[Dataset records giving object locations]
= = = = =

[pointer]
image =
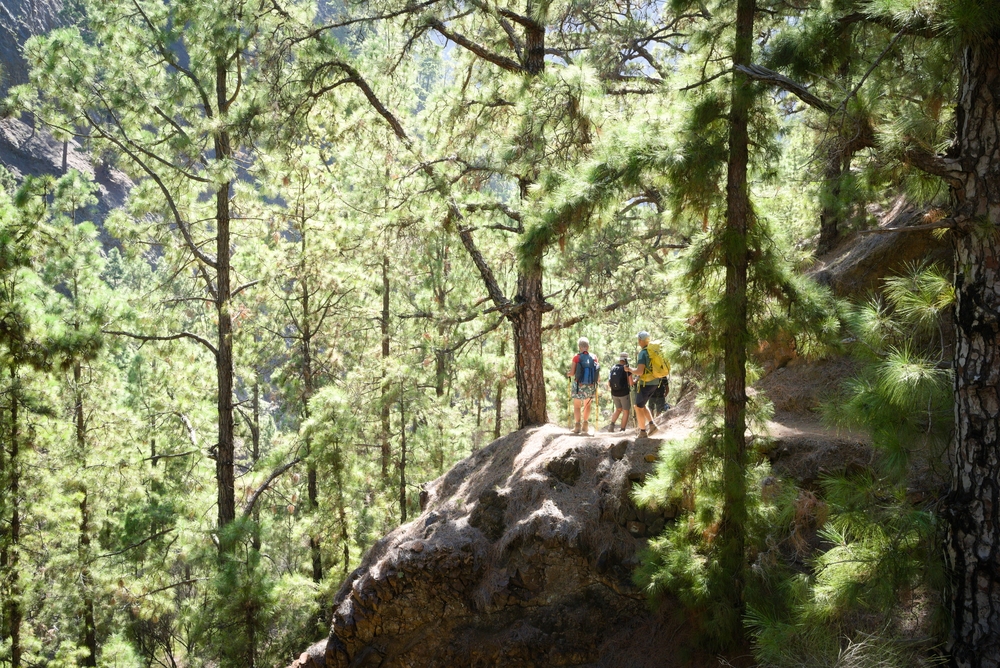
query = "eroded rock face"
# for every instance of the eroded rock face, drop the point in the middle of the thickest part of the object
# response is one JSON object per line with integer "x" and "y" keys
{"x": 860, "y": 262}
{"x": 523, "y": 557}
{"x": 29, "y": 150}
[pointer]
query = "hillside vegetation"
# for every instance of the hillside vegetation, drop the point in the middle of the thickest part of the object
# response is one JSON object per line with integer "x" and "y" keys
{"x": 275, "y": 275}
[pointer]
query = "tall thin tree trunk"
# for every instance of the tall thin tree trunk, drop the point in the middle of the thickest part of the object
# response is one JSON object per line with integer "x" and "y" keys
{"x": 498, "y": 400}
{"x": 528, "y": 361}
{"x": 739, "y": 216}
{"x": 224, "y": 363}
{"x": 89, "y": 626}
{"x": 345, "y": 537}
{"x": 255, "y": 457}
{"x": 12, "y": 604}
{"x": 384, "y": 323}
{"x": 402, "y": 459}
{"x": 831, "y": 214}
{"x": 973, "y": 505}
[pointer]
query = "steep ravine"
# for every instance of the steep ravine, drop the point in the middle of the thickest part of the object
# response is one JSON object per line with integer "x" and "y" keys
{"x": 524, "y": 556}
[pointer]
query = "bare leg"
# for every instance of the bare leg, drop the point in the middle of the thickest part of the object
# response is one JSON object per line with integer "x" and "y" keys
{"x": 642, "y": 416}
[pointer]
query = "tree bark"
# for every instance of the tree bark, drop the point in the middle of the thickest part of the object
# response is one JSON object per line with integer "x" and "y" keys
{"x": 739, "y": 216}
{"x": 973, "y": 505}
{"x": 12, "y": 605}
{"x": 89, "y": 626}
{"x": 224, "y": 473}
{"x": 255, "y": 457}
{"x": 384, "y": 323}
{"x": 526, "y": 322}
{"x": 831, "y": 215}
{"x": 402, "y": 459}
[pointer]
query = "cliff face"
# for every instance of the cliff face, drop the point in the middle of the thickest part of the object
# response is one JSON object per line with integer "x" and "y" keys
{"x": 29, "y": 151}
{"x": 523, "y": 556}
{"x": 19, "y": 20}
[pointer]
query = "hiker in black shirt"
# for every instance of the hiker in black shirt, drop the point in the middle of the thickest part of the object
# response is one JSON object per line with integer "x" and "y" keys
{"x": 620, "y": 382}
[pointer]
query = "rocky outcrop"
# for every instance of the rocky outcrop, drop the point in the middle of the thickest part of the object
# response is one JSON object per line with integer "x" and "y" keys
{"x": 859, "y": 263}
{"x": 523, "y": 556}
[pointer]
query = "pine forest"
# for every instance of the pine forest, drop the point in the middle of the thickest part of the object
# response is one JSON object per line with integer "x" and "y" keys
{"x": 290, "y": 295}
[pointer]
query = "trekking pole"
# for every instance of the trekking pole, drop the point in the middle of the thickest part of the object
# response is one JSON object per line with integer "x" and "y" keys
{"x": 597, "y": 408}
{"x": 569, "y": 403}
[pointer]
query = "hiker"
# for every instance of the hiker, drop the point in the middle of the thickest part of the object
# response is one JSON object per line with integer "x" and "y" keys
{"x": 620, "y": 383}
{"x": 650, "y": 370}
{"x": 658, "y": 402}
{"x": 583, "y": 371}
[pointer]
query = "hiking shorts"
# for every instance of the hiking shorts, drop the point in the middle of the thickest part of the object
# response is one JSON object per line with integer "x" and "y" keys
{"x": 644, "y": 392}
{"x": 622, "y": 403}
{"x": 584, "y": 392}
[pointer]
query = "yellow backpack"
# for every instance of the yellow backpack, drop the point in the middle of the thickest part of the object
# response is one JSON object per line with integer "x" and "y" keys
{"x": 658, "y": 367}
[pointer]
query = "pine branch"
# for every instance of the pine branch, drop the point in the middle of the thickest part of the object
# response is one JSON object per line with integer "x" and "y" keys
{"x": 270, "y": 479}
{"x": 169, "y": 337}
{"x": 759, "y": 73}
{"x": 947, "y": 169}
{"x": 134, "y": 545}
{"x": 481, "y": 51}
{"x": 563, "y": 324}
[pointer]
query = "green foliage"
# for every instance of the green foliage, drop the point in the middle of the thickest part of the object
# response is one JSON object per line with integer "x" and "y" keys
{"x": 881, "y": 555}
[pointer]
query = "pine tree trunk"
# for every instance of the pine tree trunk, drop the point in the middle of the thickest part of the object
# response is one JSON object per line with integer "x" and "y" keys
{"x": 732, "y": 530}
{"x": 831, "y": 213}
{"x": 384, "y": 323}
{"x": 308, "y": 387}
{"x": 402, "y": 460}
{"x": 89, "y": 627}
{"x": 973, "y": 541}
{"x": 12, "y": 604}
{"x": 528, "y": 362}
{"x": 254, "y": 458}
{"x": 224, "y": 363}
{"x": 498, "y": 400}
{"x": 224, "y": 472}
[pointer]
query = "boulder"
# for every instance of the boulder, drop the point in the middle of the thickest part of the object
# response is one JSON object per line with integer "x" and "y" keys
{"x": 523, "y": 556}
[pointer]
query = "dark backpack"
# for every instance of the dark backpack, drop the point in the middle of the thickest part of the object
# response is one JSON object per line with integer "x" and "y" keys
{"x": 618, "y": 380}
{"x": 586, "y": 370}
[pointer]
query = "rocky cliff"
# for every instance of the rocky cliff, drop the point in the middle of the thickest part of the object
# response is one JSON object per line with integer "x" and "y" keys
{"x": 523, "y": 556}
{"x": 524, "y": 553}
{"x": 29, "y": 151}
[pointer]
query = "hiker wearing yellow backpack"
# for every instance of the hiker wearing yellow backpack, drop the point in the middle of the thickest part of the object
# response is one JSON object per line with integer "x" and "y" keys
{"x": 651, "y": 370}
{"x": 583, "y": 374}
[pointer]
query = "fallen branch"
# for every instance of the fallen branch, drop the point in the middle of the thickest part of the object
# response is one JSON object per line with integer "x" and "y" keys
{"x": 271, "y": 478}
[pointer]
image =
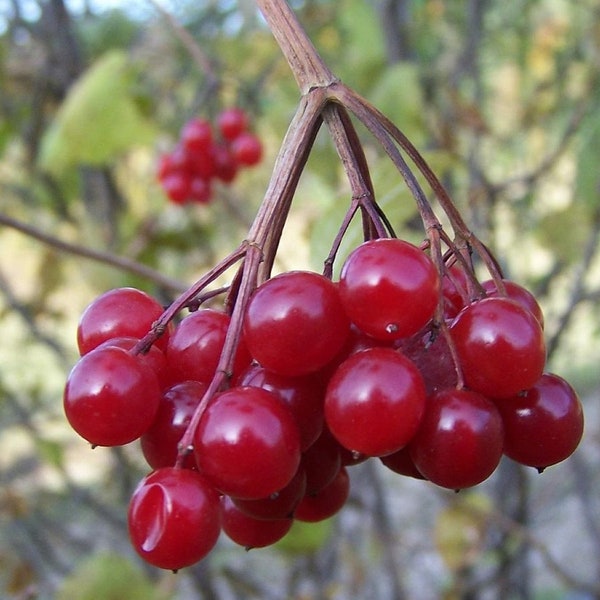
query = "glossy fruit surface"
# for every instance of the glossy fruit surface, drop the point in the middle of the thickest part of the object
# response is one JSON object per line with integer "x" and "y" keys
{"x": 543, "y": 425}
{"x": 118, "y": 312}
{"x": 196, "y": 344}
{"x": 389, "y": 288}
{"x": 375, "y": 401}
{"x": 459, "y": 442}
{"x": 110, "y": 398}
{"x": 247, "y": 443}
{"x": 500, "y": 346}
{"x": 174, "y": 518}
{"x": 294, "y": 323}
{"x": 177, "y": 405}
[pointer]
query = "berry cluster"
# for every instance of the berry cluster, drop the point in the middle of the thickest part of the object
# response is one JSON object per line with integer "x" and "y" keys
{"x": 203, "y": 155}
{"x": 434, "y": 374}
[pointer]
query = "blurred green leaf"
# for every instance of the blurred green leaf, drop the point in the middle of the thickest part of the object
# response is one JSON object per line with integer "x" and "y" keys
{"x": 98, "y": 120}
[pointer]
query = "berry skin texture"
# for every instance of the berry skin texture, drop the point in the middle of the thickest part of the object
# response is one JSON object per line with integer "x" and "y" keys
{"x": 543, "y": 425}
{"x": 375, "y": 401}
{"x": 249, "y": 532}
{"x": 389, "y": 288}
{"x": 174, "y": 518}
{"x": 247, "y": 443}
{"x": 500, "y": 346}
{"x": 459, "y": 442}
{"x": 110, "y": 397}
{"x": 295, "y": 323}
{"x": 118, "y": 312}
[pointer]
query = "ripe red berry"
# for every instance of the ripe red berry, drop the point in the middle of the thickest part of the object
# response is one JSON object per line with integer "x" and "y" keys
{"x": 174, "y": 518}
{"x": 295, "y": 324}
{"x": 110, "y": 397}
{"x": 459, "y": 442}
{"x": 389, "y": 288}
{"x": 118, "y": 312}
{"x": 375, "y": 401}
{"x": 543, "y": 425}
{"x": 247, "y": 443}
{"x": 177, "y": 405}
{"x": 231, "y": 122}
{"x": 500, "y": 346}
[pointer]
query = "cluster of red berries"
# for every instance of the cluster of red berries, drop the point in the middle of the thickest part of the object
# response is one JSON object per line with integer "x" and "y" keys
{"x": 203, "y": 155}
{"x": 326, "y": 375}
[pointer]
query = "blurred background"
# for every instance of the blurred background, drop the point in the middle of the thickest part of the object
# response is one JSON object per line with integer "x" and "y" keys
{"x": 502, "y": 98}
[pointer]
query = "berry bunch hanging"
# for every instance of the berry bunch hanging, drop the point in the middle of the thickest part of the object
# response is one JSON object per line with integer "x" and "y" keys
{"x": 251, "y": 413}
{"x": 205, "y": 153}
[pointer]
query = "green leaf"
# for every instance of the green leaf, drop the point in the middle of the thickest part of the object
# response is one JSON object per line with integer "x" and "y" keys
{"x": 108, "y": 577}
{"x": 98, "y": 120}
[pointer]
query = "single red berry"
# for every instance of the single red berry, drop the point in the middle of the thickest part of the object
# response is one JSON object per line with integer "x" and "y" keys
{"x": 295, "y": 324}
{"x": 231, "y": 122}
{"x": 174, "y": 518}
{"x": 389, "y": 288}
{"x": 248, "y": 531}
{"x": 247, "y": 149}
{"x": 110, "y": 397}
{"x": 543, "y": 425}
{"x": 327, "y": 502}
{"x": 247, "y": 443}
{"x": 375, "y": 401}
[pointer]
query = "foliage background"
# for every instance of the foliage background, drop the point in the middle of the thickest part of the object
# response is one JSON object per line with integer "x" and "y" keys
{"x": 503, "y": 100}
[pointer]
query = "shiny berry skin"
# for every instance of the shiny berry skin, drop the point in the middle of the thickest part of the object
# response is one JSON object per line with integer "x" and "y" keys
{"x": 280, "y": 505}
{"x": 195, "y": 347}
{"x": 110, "y": 397}
{"x": 174, "y": 518}
{"x": 459, "y": 442}
{"x": 389, "y": 288}
{"x": 231, "y": 122}
{"x": 303, "y": 396}
{"x": 516, "y": 292}
{"x": 177, "y": 405}
{"x": 294, "y": 323}
{"x": 246, "y": 149}
{"x": 543, "y": 425}
{"x": 500, "y": 345}
{"x": 247, "y": 443}
{"x": 118, "y": 312}
{"x": 375, "y": 401}
{"x": 248, "y": 531}
{"x": 327, "y": 502}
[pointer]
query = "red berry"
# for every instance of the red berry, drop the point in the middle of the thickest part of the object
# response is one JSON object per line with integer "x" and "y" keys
{"x": 460, "y": 439}
{"x": 246, "y": 149}
{"x": 177, "y": 405}
{"x": 174, "y": 518}
{"x": 248, "y": 531}
{"x": 500, "y": 346}
{"x": 543, "y": 425}
{"x": 375, "y": 401}
{"x": 196, "y": 344}
{"x": 247, "y": 443}
{"x": 231, "y": 122}
{"x": 196, "y": 135}
{"x": 119, "y": 312}
{"x": 295, "y": 324}
{"x": 327, "y": 502}
{"x": 389, "y": 288}
{"x": 110, "y": 397}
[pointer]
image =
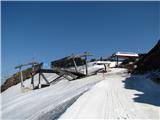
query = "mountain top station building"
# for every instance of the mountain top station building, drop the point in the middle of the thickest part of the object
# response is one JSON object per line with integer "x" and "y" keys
{"x": 124, "y": 55}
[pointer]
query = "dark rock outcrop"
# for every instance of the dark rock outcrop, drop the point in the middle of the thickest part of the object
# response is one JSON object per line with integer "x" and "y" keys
{"x": 151, "y": 61}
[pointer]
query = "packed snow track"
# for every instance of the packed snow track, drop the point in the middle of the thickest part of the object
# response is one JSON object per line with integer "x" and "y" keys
{"x": 116, "y": 97}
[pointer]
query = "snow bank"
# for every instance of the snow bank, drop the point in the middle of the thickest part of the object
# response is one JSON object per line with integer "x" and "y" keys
{"x": 118, "y": 97}
{"x": 39, "y": 103}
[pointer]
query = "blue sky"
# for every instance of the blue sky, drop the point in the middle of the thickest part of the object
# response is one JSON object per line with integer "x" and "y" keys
{"x": 50, "y": 30}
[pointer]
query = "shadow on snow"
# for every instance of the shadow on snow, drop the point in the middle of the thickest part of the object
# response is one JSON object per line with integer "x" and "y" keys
{"x": 150, "y": 91}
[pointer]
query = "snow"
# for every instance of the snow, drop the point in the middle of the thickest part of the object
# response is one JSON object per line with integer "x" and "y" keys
{"x": 127, "y": 54}
{"x": 46, "y": 102}
{"x": 116, "y": 97}
{"x": 113, "y": 95}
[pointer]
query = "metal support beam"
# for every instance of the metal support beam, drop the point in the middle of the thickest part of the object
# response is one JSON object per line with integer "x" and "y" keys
{"x": 21, "y": 77}
{"x": 75, "y": 65}
{"x": 44, "y": 78}
{"x": 39, "y": 81}
{"x": 117, "y": 62}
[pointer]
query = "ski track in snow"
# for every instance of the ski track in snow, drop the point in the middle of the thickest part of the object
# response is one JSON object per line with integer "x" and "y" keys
{"x": 109, "y": 99}
{"x": 43, "y": 103}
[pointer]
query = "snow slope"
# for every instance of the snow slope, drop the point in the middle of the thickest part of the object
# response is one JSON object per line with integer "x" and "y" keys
{"x": 46, "y": 103}
{"x": 118, "y": 96}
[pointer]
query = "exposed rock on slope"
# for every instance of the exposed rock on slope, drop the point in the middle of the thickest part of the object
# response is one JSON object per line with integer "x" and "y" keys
{"x": 151, "y": 61}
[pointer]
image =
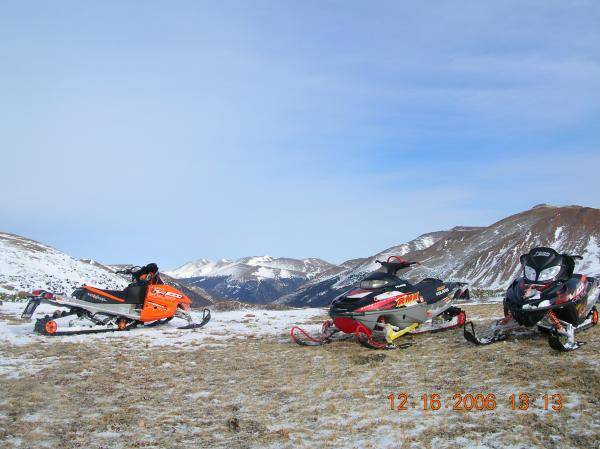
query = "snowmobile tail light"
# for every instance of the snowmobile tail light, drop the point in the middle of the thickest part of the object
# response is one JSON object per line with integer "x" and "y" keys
{"x": 549, "y": 273}
{"x": 530, "y": 273}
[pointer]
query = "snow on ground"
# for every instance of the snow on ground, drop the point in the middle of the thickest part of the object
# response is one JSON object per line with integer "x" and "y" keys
{"x": 239, "y": 382}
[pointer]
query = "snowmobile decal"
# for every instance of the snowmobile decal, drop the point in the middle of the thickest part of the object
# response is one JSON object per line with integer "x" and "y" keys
{"x": 405, "y": 300}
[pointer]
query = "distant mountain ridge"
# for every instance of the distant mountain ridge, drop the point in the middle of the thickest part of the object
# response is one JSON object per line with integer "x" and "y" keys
{"x": 258, "y": 279}
{"x": 486, "y": 257}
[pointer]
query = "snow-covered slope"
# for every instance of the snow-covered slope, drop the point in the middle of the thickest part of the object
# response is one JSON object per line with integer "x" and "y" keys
{"x": 198, "y": 268}
{"x": 26, "y": 265}
{"x": 486, "y": 257}
{"x": 322, "y": 289}
{"x": 258, "y": 279}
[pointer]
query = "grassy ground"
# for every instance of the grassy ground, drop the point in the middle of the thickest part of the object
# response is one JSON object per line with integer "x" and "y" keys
{"x": 266, "y": 392}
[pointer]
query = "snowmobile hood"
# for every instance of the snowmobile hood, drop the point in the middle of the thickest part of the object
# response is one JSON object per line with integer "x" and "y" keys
{"x": 543, "y": 265}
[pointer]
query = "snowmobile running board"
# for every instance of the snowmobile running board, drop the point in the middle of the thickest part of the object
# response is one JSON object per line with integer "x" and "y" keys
{"x": 471, "y": 336}
{"x": 48, "y": 327}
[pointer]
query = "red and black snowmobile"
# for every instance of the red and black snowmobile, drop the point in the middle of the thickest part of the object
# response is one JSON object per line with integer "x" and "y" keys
{"x": 547, "y": 295}
{"x": 384, "y": 307}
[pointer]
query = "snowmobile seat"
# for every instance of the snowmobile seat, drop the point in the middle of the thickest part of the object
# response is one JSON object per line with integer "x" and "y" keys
{"x": 134, "y": 294}
{"x": 428, "y": 288}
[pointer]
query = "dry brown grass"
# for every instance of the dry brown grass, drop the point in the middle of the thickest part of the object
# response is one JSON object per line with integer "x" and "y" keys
{"x": 264, "y": 393}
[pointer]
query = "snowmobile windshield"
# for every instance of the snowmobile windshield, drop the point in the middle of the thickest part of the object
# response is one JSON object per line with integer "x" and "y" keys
{"x": 542, "y": 265}
{"x": 545, "y": 275}
{"x": 370, "y": 284}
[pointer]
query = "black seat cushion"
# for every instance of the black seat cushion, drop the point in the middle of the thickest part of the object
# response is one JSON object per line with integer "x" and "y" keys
{"x": 134, "y": 294}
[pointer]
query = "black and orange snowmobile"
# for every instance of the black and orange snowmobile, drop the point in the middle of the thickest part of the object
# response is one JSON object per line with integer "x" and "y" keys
{"x": 146, "y": 301}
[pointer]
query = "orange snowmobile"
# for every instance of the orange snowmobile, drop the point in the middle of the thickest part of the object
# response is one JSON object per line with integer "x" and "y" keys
{"x": 147, "y": 301}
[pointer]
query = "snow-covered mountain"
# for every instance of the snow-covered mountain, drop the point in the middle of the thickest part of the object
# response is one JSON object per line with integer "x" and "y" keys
{"x": 258, "y": 279}
{"x": 486, "y": 257}
{"x": 26, "y": 265}
{"x": 322, "y": 289}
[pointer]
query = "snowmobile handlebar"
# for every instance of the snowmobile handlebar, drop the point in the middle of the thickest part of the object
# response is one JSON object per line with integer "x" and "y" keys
{"x": 129, "y": 270}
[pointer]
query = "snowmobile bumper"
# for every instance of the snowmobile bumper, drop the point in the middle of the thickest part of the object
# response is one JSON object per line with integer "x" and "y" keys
{"x": 29, "y": 310}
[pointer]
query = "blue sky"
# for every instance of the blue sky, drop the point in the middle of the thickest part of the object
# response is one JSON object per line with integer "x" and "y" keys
{"x": 169, "y": 131}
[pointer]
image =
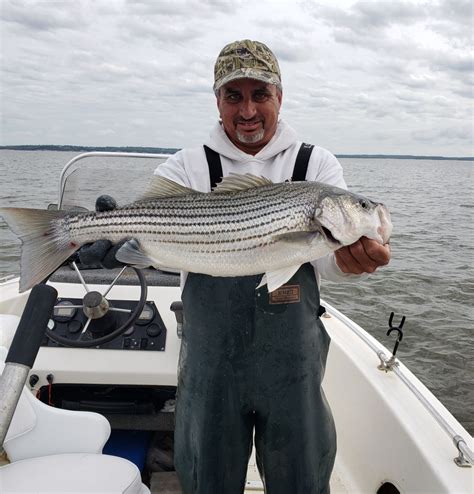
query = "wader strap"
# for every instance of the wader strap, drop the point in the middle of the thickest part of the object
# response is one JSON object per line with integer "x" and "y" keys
{"x": 215, "y": 166}
{"x": 301, "y": 163}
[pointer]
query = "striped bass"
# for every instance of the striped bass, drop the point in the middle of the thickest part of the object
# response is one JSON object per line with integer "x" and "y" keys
{"x": 246, "y": 226}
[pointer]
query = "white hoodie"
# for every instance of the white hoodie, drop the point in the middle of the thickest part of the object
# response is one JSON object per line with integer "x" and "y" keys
{"x": 275, "y": 161}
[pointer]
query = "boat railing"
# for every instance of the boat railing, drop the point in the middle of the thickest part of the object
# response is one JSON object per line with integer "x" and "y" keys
{"x": 66, "y": 170}
{"x": 465, "y": 456}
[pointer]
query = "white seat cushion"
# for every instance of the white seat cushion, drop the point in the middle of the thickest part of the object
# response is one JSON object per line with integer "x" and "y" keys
{"x": 72, "y": 473}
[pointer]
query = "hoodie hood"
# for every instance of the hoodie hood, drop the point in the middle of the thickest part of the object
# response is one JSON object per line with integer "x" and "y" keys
{"x": 284, "y": 137}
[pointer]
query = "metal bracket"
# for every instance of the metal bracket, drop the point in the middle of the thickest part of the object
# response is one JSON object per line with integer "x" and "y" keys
{"x": 388, "y": 364}
{"x": 461, "y": 460}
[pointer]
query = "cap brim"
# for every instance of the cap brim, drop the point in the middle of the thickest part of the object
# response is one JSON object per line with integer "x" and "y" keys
{"x": 248, "y": 73}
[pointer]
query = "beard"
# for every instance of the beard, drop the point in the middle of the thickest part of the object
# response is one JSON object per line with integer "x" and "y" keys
{"x": 250, "y": 139}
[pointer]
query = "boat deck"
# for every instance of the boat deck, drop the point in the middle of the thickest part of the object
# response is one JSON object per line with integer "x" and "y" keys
{"x": 168, "y": 483}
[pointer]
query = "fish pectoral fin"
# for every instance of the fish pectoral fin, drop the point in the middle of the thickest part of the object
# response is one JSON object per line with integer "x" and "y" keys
{"x": 130, "y": 253}
{"x": 275, "y": 279}
{"x": 306, "y": 238}
{"x": 160, "y": 187}
{"x": 236, "y": 181}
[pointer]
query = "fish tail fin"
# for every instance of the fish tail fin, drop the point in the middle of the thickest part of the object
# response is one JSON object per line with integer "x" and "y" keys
{"x": 44, "y": 246}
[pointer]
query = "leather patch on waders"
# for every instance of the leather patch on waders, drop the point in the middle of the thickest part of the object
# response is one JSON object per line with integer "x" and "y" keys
{"x": 286, "y": 294}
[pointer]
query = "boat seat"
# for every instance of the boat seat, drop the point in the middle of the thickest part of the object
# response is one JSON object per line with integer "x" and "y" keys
{"x": 57, "y": 451}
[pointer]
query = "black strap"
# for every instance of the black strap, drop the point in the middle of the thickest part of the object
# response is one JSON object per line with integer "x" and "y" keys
{"x": 301, "y": 163}
{"x": 299, "y": 171}
{"x": 215, "y": 166}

= = = = =

→ EXERCISE BRIEF: Report every line of the rows above that contains the string "shadow", copying each such line in full.

→ SOLUTION TO THIS PROBLEM:
query = "shadow on snow"
# for every instance of the shadow on snow, drop the point in the middle of the thickest part of the object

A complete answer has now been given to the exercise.